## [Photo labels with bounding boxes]

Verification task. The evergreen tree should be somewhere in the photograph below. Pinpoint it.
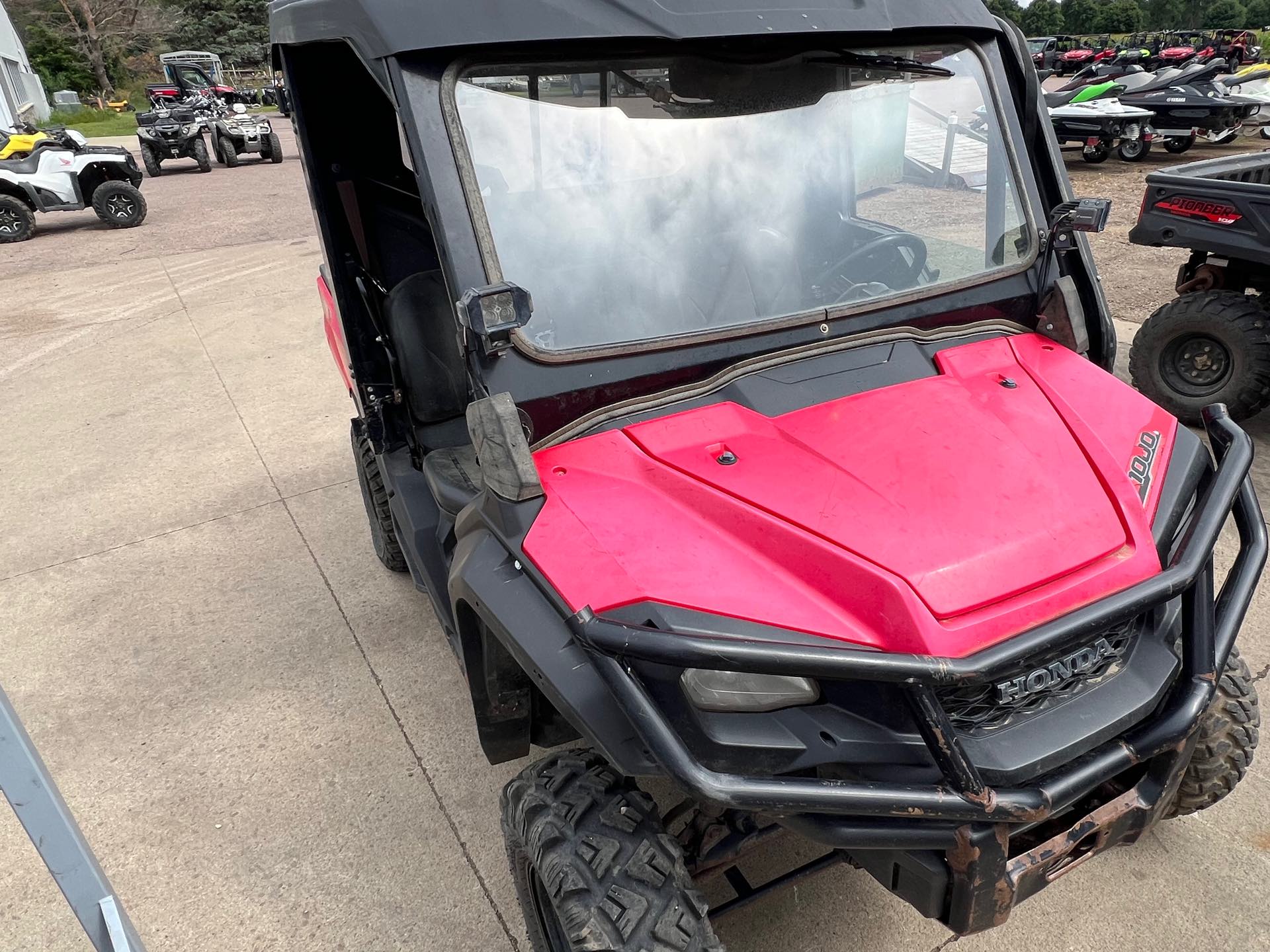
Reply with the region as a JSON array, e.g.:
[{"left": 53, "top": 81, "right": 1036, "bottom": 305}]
[
  {"left": 1019, "top": 0, "right": 1066, "bottom": 37},
  {"left": 1203, "top": 0, "right": 1249, "bottom": 29},
  {"left": 1093, "top": 0, "right": 1148, "bottom": 33},
  {"left": 167, "top": 0, "right": 269, "bottom": 66},
  {"left": 1063, "top": 0, "right": 1099, "bottom": 33},
  {"left": 1245, "top": 0, "right": 1270, "bottom": 29}
]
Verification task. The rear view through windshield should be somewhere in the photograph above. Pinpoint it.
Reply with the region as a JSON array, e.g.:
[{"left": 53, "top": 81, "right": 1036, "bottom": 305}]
[{"left": 454, "top": 47, "right": 1033, "bottom": 352}]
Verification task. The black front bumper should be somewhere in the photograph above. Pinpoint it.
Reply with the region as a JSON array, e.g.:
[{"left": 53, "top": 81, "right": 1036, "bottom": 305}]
[{"left": 570, "top": 405, "right": 1266, "bottom": 933}]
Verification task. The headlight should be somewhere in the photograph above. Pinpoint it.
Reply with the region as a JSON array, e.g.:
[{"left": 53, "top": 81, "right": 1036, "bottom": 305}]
[{"left": 679, "top": 668, "right": 820, "bottom": 711}]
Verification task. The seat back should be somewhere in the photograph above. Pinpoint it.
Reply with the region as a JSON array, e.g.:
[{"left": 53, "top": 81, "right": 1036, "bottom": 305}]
[{"left": 384, "top": 270, "right": 468, "bottom": 422}]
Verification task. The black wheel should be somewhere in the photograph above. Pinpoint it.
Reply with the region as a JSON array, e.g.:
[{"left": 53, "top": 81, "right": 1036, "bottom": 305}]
[
  {"left": 1081, "top": 142, "right": 1111, "bottom": 165},
  {"left": 1169, "top": 649, "right": 1261, "bottom": 816},
  {"left": 190, "top": 136, "right": 212, "bottom": 171},
  {"left": 352, "top": 420, "right": 409, "bottom": 573},
  {"left": 1129, "top": 291, "right": 1270, "bottom": 425},
  {"left": 1117, "top": 138, "right": 1151, "bottom": 163},
  {"left": 141, "top": 142, "right": 163, "bottom": 179},
  {"left": 503, "top": 750, "right": 722, "bottom": 952},
  {"left": 93, "top": 182, "right": 146, "bottom": 229},
  {"left": 0, "top": 196, "right": 36, "bottom": 245}
]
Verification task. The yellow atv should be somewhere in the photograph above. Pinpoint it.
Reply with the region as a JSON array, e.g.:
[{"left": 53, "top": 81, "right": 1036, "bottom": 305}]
[
  {"left": 1227, "top": 62, "right": 1270, "bottom": 85},
  {"left": 0, "top": 123, "right": 48, "bottom": 160}
]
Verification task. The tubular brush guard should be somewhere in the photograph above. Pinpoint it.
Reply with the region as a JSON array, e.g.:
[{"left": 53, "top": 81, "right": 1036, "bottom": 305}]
[{"left": 569, "top": 404, "right": 1266, "bottom": 934}]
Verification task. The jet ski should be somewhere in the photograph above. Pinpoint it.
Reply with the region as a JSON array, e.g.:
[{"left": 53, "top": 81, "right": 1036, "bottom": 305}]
[
  {"left": 1045, "top": 81, "right": 1154, "bottom": 163},
  {"left": 1118, "top": 62, "right": 1261, "bottom": 155},
  {"left": 1219, "top": 69, "right": 1270, "bottom": 138},
  {"left": 1056, "top": 56, "right": 1150, "bottom": 93}
]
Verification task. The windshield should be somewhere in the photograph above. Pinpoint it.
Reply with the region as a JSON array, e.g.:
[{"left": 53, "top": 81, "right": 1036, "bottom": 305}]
[{"left": 454, "top": 47, "right": 1033, "bottom": 352}]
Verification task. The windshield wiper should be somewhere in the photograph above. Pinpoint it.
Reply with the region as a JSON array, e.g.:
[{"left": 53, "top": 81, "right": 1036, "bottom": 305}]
[{"left": 806, "top": 50, "right": 956, "bottom": 76}]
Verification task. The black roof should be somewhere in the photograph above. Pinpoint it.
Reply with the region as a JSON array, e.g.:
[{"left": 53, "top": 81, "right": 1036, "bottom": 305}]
[{"left": 269, "top": 0, "right": 999, "bottom": 60}]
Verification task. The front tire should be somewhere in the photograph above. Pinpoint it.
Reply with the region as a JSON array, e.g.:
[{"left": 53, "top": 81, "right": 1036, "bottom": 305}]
[
  {"left": 1117, "top": 138, "right": 1151, "bottom": 163},
  {"left": 351, "top": 420, "right": 409, "bottom": 573},
  {"left": 93, "top": 182, "right": 146, "bottom": 229},
  {"left": 0, "top": 196, "right": 36, "bottom": 245},
  {"left": 1129, "top": 291, "right": 1270, "bottom": 425},
  {"left": 1168, "top": 649, "right": 1261, "bottom": 816},
  {"left": 141, "top": 142, "right": 163, "bottom": 179},
  {"left": 501, "top": 750, "right": 722, "bottom": 952},
  {"left": 190, "top": 136, "right": 212, "bottom": 171}
]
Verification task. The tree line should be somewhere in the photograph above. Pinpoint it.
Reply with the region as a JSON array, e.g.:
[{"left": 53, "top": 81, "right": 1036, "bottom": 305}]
[
  {"left": 984, "top": 0, "right": 1270, "bottom": 37},
  {"left": 7, "top": 0, "right": 269, "bottom": 98}
]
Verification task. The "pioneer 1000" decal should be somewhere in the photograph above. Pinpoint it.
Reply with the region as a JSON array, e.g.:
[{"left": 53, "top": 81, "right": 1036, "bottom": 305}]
[{"left": 1129, "top": 430, "right": 1160, "bottom": 505}]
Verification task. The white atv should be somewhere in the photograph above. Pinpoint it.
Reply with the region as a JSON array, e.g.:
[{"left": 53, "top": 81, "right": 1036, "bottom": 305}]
[
  {"left": 0, "top": 130, "right": 146, "bottom": 244},
  {"left": 212, "top": 103, "right": 282, "bottom": 169}
]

## [Required task]
Rewrite the records above, replacing every "Pinpoint it" with "Locate it" and keeping everything else unchanged. Leave the pictures out of your answer.

## [Correct output]
Verification task. The evergreen tree should be somewhere in the photograph below. Locate it.
Reply with the region as a JSON array, e.g.:
[{"left": 53, "top": 81, "right": 1036, "bottom": 305}]
[
  {"left": 1019, "top": 0, "right": 1066, "bottom": 37},
  {"left": 1203, "top": 0, "right": 1249, "bottom": 29},
  {"left": 1093, "top": 0, "right": 1148, "bottom": 33},
  {"left": 167, "top": 0, "right": 269, "bottom": 66},
  {"left": 1063, "top": 0, "right": 1099, "bottom": 33},
  {"left": 1245, "top": 0, "right": 1270, "bottom": 29}
]
Verification task. The rear view through windshield should be somewhere in the photograph above. Locate it.
Reply with the region as a JSON array, e.g.:
[{"left": 53, "top": 81, "right": 1036, "bottom": 305}]
[{"left": 454, "top": 47, "right": 1033, "bottom": 352}]
Verification task. The black front bumper should be somewhere in the photograph above. Locate it.
Reply with the region as a JSON array, e.g.:
[{"left": 53, "top": 81, "right": 1036, "bottom": 305}]
[{"left": 570, "top": 405, "right": 1266, "bottom": 933}]
Verification task. The headlight should be somewhere in the photograph above. Locate it.
Reply with the region as a JSON array, e.g.:
[{"left": 53, "top": 81, "right": 1036, "bottom": 305}]
[{"left": 679, "top": 668, "right": 820, "bottom": 711}]
Verification task. The seat back should be somewhere in the photograph above. Locate it.
Reply with the region as a JSON array, e.g.:
[{"left": 53, "top": 81, "right": 1036, "bottom": 305}]
[{"left": 384, "top": 270, "right": 468, "bottom": 422}]
Verification task. The black wheel should be somewhere in the photograph above. Locate it.
Reply with the region as a JSON array, e.g.:
[{"left": 53, "top": 81, "right": 1036, "bottom": 305}]
[
  {"left": 1081, "top": 142, "right": 1111, "bottom": 165},
  {"left": 1169, "top": 649, "right": 1261, "bottom": 816},
  {"left": 190, "top": 136, "right": 212, "bottom": 171},
  {"left": 352, "top": 420, "right": 409, "bottom": 573},
  {"left": 1129, "top": 291, "right": 1270, "bottom": 425},
  {"left": 1117, "top": 138, "right": 1151, "bottom": 163},
  {"left": 141, "top": 142, "right": 163, "bottom": 179},
  {"left": 503, "top": 750, "right": 722, "bottom": 952},
  {"left": 93, "top": 182, "right": 146, "bottom": 229},
  {"left": 0, "top": 196, "right": 36, "bottom": 245}
]
Verification task. The yellow atv should be somewhere in the photograph above. Locate it.
Reply with the region as a JSON array, e.g.:
[{"left": 53, "top": 81, "right": 1036, "bottom": 305}]
[
  {"left": 1227, "top": 62, "right": 1270, "bottom": 85},
  {"left": 0, "top": 123, "right": 48, "bottom": 160}
]
Verification task. The tubular brush guard should be somewhere in the photograph above. Locate it.
Reply with the region as a JSON array, e.g.:
[{"left": 53, "top": 81, "right": 1036, "bottom": 305}]
[{"left": 569, "top": 404, "right": 1266, "bottom": 934}]
Verification task. The jet ski should be somewhere in the photograph above. Locate it.
Reply with the region as a JSON array, e.g.:
[{"left": 53, "top": 81, "right": 1036, "bottom": 305}]
[
  {"left": 1045, "top": 81, "right": 1154, "bottom": 163},
  {"left": 1118, "top": 62, "right": 1261, "bottom": 155},
  {"left": 1219, "top": 69, "right": 1270, "bottom": 138},
  {"left": 1056, "top": 56, "right": 1150, "bottom": 93}
]
Verification task. The windshield should be somewhere in the photograph above. Locate it.
Reply with the region as a JSON array, e.g.:
[{"left": 53, "top": 81, "right": 1036, "bottom": 305}]
[{"left": 454, "top": 47, "right": 1033, "bottom": 352}]
Verification task. The windshield wiper should be somewhere in the photograph above. Locate it.
Reply with the region as a JSON array, e.g.:
[{"left": 53, "top": 81, "right": 1036, "bottom": 305}]
[{"left": 806, "top": 50, "right": 956, "bottom": 76}]
Verification task. The black roof should be somewhere in the photograph above. Locate it.
Reply with the region as a JSON array, e.g.:
[{"left": 53, "top": 81, "right": 1036, "bottom": 305}]
[{"left": 269, "top": 0, "right": 999, "bottom": 60}]
Verification task. The front tire should be somewhere in the photograph above. Locate it.
Reply with the region as a JSON array, e.g.:
[{"left": 53, "top": 81, "right": 1036, "bottom": 305}]
[
  {"left": 1117, "top": 138, "right": 1151, "bottom": 163},
  {"left": 351, "top": 420, "right": 409, "bottom": 573},
  {"left": 93, "top": 182, "right": 146, "bottom": 229},
  {"left": 0, "top": 196, "right": 36, "bottom": 245},
  {"left": 1129, "top": 291, "right": 1270, "bottom": 425},
  {"left": 1168, "top": 649, "right": 1261, "bottom": 816},
  {"left": 141, "top": 142, "right": 163, "bottom": 179},
  {"left": 501, "top": 750, "right": 722, "bottom": 952},
  {"left": 190, "top": 136, "right": 212, "bottom": 171}
]
Verification task. The tree line should be somewhere in the photograph above. Locate it.
Reply with the region as a JSON array, e.g.:
[{"left": 53, "top": 81, "right": 1036, "bottom": 305}]
[
  {"left": 984, "top": 0, "right": 1270, "bottom": 37},
  {"left": 7, "top": 0, "right": 269, "bottom": 98}
]
Verification task. The "pioneer 1000" decal should be somewhere in the photograph above. Locate it.
Reply with the region as a JSON array, e.g.:
[{"left": 53, "top": 81, "right": 1036, "bottom": 305}]
[{"left": 1129, "top": 430, "right": 1160, "bottom": 505}]
Verification task. The white atv should be somewhere in the photograph above. Locate it.
Reply with the region as a JSON array, e.g.:
[{"left": 53, "top": 81, "right": 1036, "bottom": 305}]
[
  {"left": 0, "top": 130, "right": 146, "bottom": 244},
  {"left": 212, "top": 103, "right": 282, "bottom": 169}
]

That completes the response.